**Tasks:**
1. Rewrite the passage of the dance review that opens with the words containing "III. Performances" and closes with "in the future.", swapping "ladder" for "chair".
2. According to the dance review, who made Collector's Box?

╭─ Document passage

Is Collector’s Box by Ali Lorenz and Mia Martelli a dance film? Multimedia film? Performance video? For some reason, the video brought me a feeling of nostalgia. The images took my mind to the eighties and nineties video aesthetics. I believe this work was edited digitally, but the effects, the pop sound, and low-tech image references threw me back to those lost decades. Though a little long for my taste, the work’s interesting visual effects and artistic choices left me wondering how the collaboration worked between these two unique and different minds.

III. Performances

Sunshine, All the While by Nick Weaver is not foreign to me. I’ve watched it in the past in its online version. Weaver’s piece presented a duet with a ladder, a very attractive element to me. A space inhabited by two bodies collaborating with physics to build the illusion of partnering work. Transparent, straightforward, and honest, this short work uses elements like video, sound, and objects to catch the viewer’s attention to the internal feelings of the performer. There is no doubt that Nick is quite a performing arts creature. He’s a fascinating mover, and I am very curious to know more about the evolution of Nick’s work in the future.

╰─
╭─ Recorded information

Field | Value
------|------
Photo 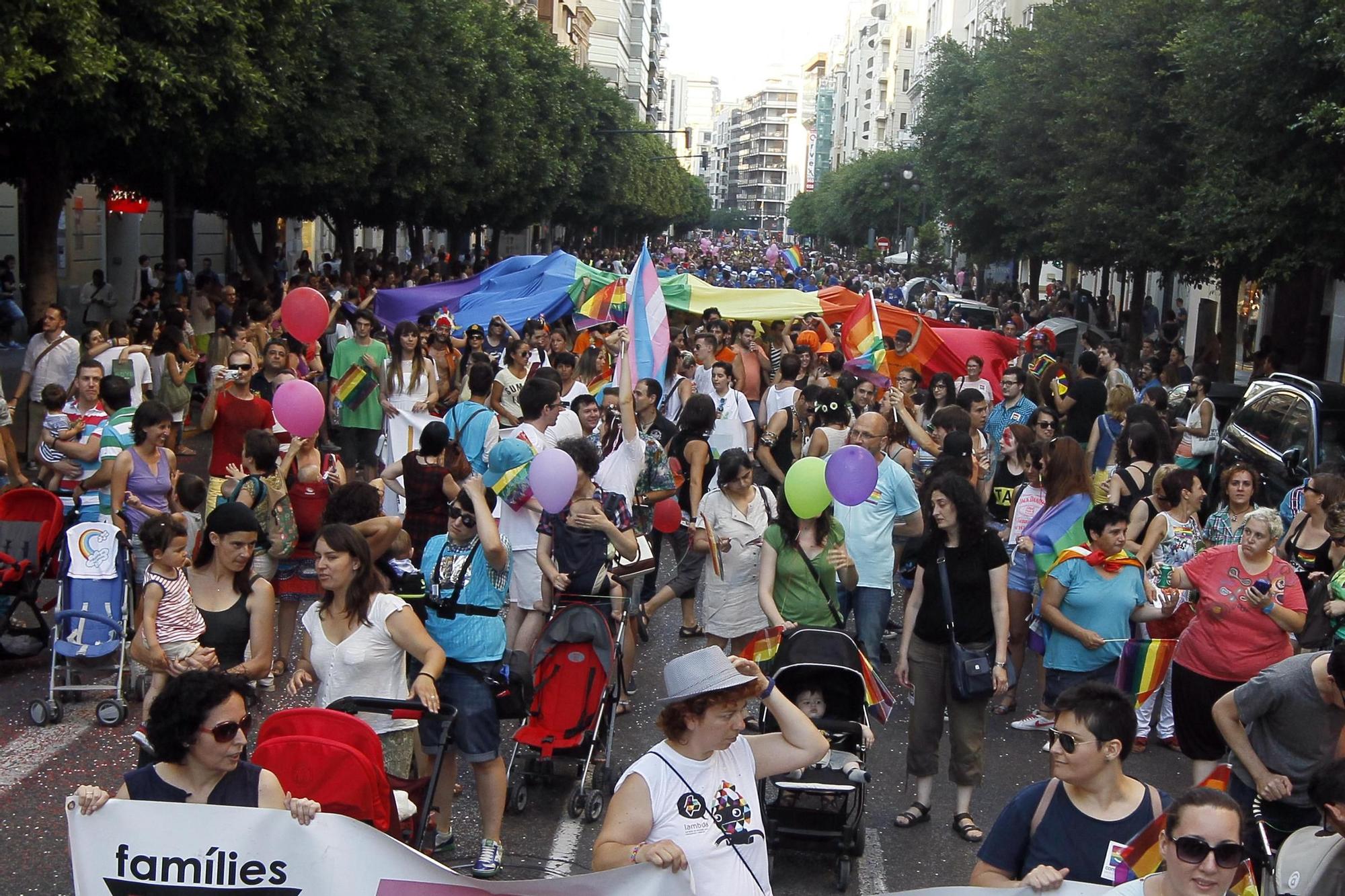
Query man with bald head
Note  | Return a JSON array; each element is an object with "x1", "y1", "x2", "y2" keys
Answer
[{"x1": 834, "y1": 411, "x2": 924, "y2": 666}]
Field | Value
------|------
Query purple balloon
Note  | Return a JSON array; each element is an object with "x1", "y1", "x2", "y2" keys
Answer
[
  {"x1": 527, "y1": 448, "x2": 580, "y2": 514},
  {"x1": 823, "y1": 445, "x2": 878, "y2": 507}
]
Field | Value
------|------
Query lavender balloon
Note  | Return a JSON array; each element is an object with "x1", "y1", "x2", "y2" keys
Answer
[
  {"x1": 818, "y1": 445, "x2": 878, "y2": 507},
  {"x1": 527, "y1": 448, "x2": 580, "y2": 514}
]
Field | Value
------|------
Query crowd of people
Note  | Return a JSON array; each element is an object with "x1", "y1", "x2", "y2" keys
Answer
[{"x1": 39, "y1": 245, "x2": 1345, "y2": 896}]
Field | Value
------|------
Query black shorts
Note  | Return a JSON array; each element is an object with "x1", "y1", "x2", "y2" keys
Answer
[
  {"x1": 336, "y1": 426, "x2": 383, "y2": 467},
  {"x1": 1167, "y1": 663, "x2": 1241, "y2": 762}
]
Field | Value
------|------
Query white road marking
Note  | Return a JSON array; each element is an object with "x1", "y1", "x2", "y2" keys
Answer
[
  {"x1": 0, "y1": 705, "x2": 94, "y2": 794},
  {"x1": 859, "y1": 827, "x2": 890, "y2": 896}
]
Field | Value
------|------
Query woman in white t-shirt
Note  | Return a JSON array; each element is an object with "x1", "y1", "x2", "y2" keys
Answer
[
  {"x1": 289, "y1": 524, "x2": 444, "y2": 778},
  {"x1": 710, "y1": 360, "x2": 756, "y2": 456},
  {"x1": 593, "y1": 647, "x2": 827, "y2": 896}
]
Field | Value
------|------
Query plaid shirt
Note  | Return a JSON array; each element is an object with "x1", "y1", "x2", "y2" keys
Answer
[{"x1": 1205, "y1": 505, "x2": 1256, "y2": 548}]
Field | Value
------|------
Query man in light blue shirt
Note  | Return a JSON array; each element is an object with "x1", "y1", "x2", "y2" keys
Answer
[{"x1": 833, "y1": 411, "x2": 924, "y2": 666}]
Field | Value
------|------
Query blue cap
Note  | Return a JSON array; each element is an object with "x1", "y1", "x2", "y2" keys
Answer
[{"x1": 482, "y1": 438, "x2": 533, "y2": 489}]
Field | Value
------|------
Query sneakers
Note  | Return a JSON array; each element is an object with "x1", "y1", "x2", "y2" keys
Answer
[
  {"x1": 1009, "y1": 709, "x2": 1056, "y2": 731},
  {"x1": 130, "y1": 725, "x2": 155, "y2": 756},
  {"x1": 472, "y1": 840, "x2": 504, "y2": 877}
]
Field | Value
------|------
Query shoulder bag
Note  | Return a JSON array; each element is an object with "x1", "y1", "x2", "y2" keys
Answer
[{"x1": 936, "y1": 545, "x2": 995, "y2": 700}]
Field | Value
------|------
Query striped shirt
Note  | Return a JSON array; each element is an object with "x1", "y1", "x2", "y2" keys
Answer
[{"x1": 145, "y1": 567, "x2": 206, "y2": 645}]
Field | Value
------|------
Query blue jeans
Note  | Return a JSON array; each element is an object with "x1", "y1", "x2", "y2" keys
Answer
[{"x1": 837, "y1": 585, "x2": 892, "y2": 666}]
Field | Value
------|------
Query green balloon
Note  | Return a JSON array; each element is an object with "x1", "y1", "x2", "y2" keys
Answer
[{"x1": 784, "y1": 458, "x2": 831, "y2": 520}]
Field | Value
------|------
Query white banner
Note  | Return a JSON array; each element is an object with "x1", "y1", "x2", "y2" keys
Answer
[
  {"x1": 66, "y1": 797, "x2": 1110, "y2": 896},
  {"x1": 66, "y1": 798, "x2": 693, "y2": 896}
]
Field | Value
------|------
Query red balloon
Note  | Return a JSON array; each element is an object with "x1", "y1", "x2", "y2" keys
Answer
[
  {"x1": 654, "y1": 498, "x2": 682, "y2": 534},
  {"x1": 280, "y1": 286, "x2": 328, "y2": 341}
]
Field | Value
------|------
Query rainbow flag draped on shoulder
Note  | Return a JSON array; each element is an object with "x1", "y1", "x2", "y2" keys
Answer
[{"x1": 841, "y1": 294, "x2": 892, "y2": 386}]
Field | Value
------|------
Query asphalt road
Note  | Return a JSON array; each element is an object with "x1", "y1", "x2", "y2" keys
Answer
[{"x1": 0, "y1": 343, "x2": 1189, "y2": 896}]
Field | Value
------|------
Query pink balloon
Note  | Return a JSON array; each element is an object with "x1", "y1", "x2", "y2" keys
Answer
[
  {"x1": 527, "y1": 448, "x2": 580, "y2": 514},
  {"x1": 280, "y1": 286, "x2": 328, "y2": 341},
  {"x1": 270, "y1": 376, "x2": 327, "y2": 438}
]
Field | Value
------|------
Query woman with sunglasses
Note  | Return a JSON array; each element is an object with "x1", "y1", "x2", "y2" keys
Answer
[
  {"x1": 971, "y1": 681, "x2": 1173, "y2": 882},
  {"x1": 75, "y1": 671, "x2": 321, "y2": 825},
  {"x1": 1279, "y1": 474, "x2": 1345, "y2": 592},
  {"x1": 421, "y1": 477, "x2": 511, "y2": 849},
  {"x1": 1111, "y1": 787, "x2": 1247, "y2": 896},
  {"x1": 288, "y1": 524, "x2": 444, "y2": 778}
]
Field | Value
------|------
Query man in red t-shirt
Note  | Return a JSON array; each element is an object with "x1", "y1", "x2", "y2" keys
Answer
[{"x1": 200, "y1": 351, "x2": 276, "y2": 513}]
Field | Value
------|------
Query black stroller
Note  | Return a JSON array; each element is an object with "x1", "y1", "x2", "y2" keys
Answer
[{"x1": 759, "y1": 628, "x2": 869, "y2": 892}]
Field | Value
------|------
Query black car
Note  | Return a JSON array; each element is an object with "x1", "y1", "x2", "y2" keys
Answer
[{"x1": 1210, "y1": 374, "x2": 1345, "y2": 507}]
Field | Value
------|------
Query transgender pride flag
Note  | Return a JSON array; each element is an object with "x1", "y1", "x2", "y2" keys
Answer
[{"x1": 625, "y1": 238, "x2": 670, "y2": 383}]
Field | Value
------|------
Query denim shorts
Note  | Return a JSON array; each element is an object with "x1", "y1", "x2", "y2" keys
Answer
[
  {"x1": 421, "y1": 661, "x2": 500, "y2": 763},
  {"x1": 1009, "y1": 551, "x2": 1038, "y2": 595}
]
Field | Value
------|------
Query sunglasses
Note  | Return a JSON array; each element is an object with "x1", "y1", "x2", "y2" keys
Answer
[
  {"x1": 1046, "y1": 728, "x2": 1098, "y2": 754},
  {"x1": 200, "y1": 713, "x2": 252, "y2": 744},
  {"x1": 1163, "y1": 831, "x2": 1248, "y2": 868}
]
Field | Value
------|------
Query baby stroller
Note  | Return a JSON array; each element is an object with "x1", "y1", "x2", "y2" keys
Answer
[
  {"x1": 252, "y1": 697, "x2": 457, "y2": 853},
  {"x1": 28, "y1": 519, "x2": 132, "y2": 725},
  {"x1": 506, "y1": 603, "x2": 621, "y2": 822},
  {"x1": 0, "y1": 489, "x2": 65, "y2": 659},
  {"x1": 759, "y1": 628, "x2": 868, "y2": 891}
]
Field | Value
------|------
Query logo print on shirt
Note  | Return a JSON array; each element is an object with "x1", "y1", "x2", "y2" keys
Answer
[
  {"x1": 677, "y1": 792, "x2": 705, "y2": 818},
  {"x1": 710, "y1": 782, "x2": 765, "y2": 845}
]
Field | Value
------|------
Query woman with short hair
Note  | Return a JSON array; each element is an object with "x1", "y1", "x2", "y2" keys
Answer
[{"x1": 289, "y1": 524, "x2": 445, "y2": 778}]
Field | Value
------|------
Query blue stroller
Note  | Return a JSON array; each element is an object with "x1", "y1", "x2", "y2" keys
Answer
[{"x1": 28, "y1": 524, "x2": 132, "y2": 725}]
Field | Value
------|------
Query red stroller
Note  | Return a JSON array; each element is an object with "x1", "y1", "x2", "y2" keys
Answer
[
  {"x1": 506, "y1": 604, "x2": 621, "y2": 822},
  {"x1": 0, "y1": 489, "x2": 65, "y2": 659},
  {"x1": 252, "y1": 697, "x2": 457, "y2": 853}
]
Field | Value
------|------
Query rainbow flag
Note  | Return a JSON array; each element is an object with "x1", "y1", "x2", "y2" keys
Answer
[
  {"x1": 625, "y1": 238, "x2": 671, "y2": 382},
  {"x1": 859, "y1": 650, "x2": 897, "y2": 725},
  {"x1": 1112, "y1": 764, "x2": 1259, "y2": 896},
  {"x1": 332, "y1": 363, "x2": 378, "y2": 410},
  {"x1": 1116, "y1": 638, "x2": 1177, "y2": 708},
  {"x1": 742, "y1": 626, "x2": 784, "y2": 665},
  {"x1": 574, "y1": 280, "x2": 628, "y2": 329},
  {"x1": 841, "y1": 293, "x2": 892, "y2": 386}
]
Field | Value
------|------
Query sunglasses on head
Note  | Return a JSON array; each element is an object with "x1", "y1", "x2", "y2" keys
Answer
[
  {"x1": 1163, "y1": 831, "x2": 1248, "y2": 868},
  {"x1": 200, "y1": 713, "x2": 252, "y2": 744},
  {"x1": 1046, "y1": 728, "x2": 1098, "y2": 754},
  {"x1": 448, "y1": 506, "x2": 476, "y2": 529}
]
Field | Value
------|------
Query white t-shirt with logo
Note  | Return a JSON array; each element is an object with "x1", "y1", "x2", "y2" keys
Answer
[{"x1": 616, "y1": 737, "x2": 771, "y2": 896}]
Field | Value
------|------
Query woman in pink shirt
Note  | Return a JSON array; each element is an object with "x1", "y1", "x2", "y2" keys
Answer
[{"x1": 1161, "y1": 507, "x2": 1307, "y2": 783}]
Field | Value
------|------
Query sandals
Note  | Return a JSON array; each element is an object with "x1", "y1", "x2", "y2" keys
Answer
[
  {"x1": 892, "y1": 802, "x2": 929, "y2": 829},
  {"x1": 952, "y1": 813, "x2": 986, "y2": 844}
]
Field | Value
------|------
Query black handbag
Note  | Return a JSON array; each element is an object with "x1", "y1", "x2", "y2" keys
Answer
[{"x1": 937, "y1": 546, "x2": 995, "y2": 700}]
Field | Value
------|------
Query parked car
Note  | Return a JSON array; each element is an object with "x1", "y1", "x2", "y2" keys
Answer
[{"x1": 1215, "y1": 372, "x2": 1345, "y2": 506}]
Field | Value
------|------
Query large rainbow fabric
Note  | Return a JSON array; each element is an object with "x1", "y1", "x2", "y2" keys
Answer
[
  {"x1": 859, "y1": 651, "x2": 897, "y2": 724},
  {"x1": 742, "y1": 626, "x2": 784, "y2": 663},
  {"x1": 625, "y1": 239, "x2": 671, "y2": 382},
  {"x1": 332, "y1": 364, "x2": 378, "y2": 410},
  {"x1": 1116, "y1": 638, "x2": 1177, "y2": 708},
  {"x1": 1112, "y1": 764, "x2": 1259, "y2": 896},
  {"x1": 841, "y1": 296, "x2": 892, "y2": 386},
  {"x1": 574, "y1": 280, "x2": 628, "y2": 329}
]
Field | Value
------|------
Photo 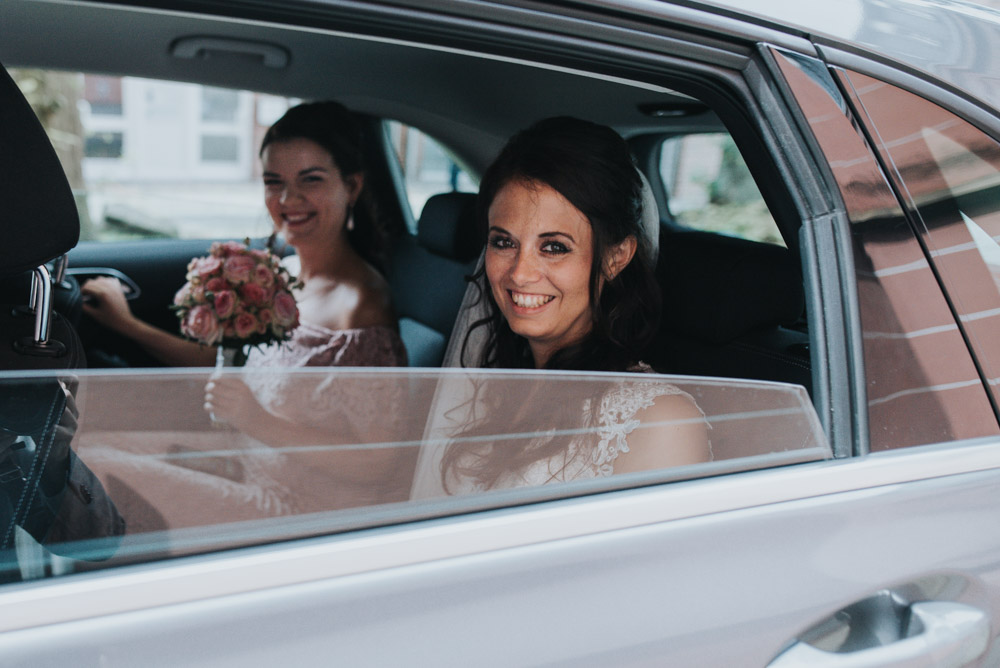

╰─

**Outputs in order:**
1.
III. Performances

Sunshine, All the While by Nick Weaver is not foreign to me. I’ve watched it in the past in its online version. Weaver’s piece presented a duet with a chair, a very attractive element to me. A space inhabited by two bodies collaborating with physics to build the illusion of partnering work. Transparent, straightforward, and honest, this short work uses elements like video, sound, and objects to catch the viewer’s attention to the internal feelings of the performer. There is no doubt that Nick is quite a performing arts creature. He’s a fascinating mover, and I am very curious to know more about the evolution of Nick’s work in the future.

2. Ali Lorenz and Mia Martelli